CHALLENGE
Convert each line of the data below into a row of a Markdown table with the columns "No." and "Text". Skip blank lines and omit the pictures.

TASK MATERIAL

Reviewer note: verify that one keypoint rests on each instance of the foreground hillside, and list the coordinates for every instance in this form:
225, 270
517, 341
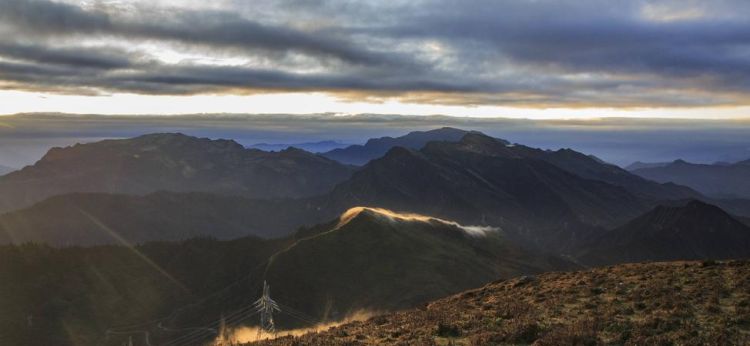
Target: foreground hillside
686, 303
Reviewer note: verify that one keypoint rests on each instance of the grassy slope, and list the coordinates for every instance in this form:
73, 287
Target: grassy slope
380, 265
74, 294
685, 303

EXERCISE SOLUTION
| No. | Text |
|---|---|
| 1 | Reviewer note: verify that one keypoint rests on each instance of the foreground hillside, and list the coordinates for every instance in this form: |
| 2 | 225, 270 |
| 3 | 517, 341 |
| 4 | Target: foreground hillside |
| 5 | 686, 303 |
| 6 | Reviewer note: verify that one keypoint rests on each instance of the grassy slope, and list the coordinates for every instance in this form: |
| 7 | 73, 287 |
| 8 | Target: grassy slope |
| 9 | 380, 265 |
| 10 | 74, 294 |
| 11 | 685, 303 |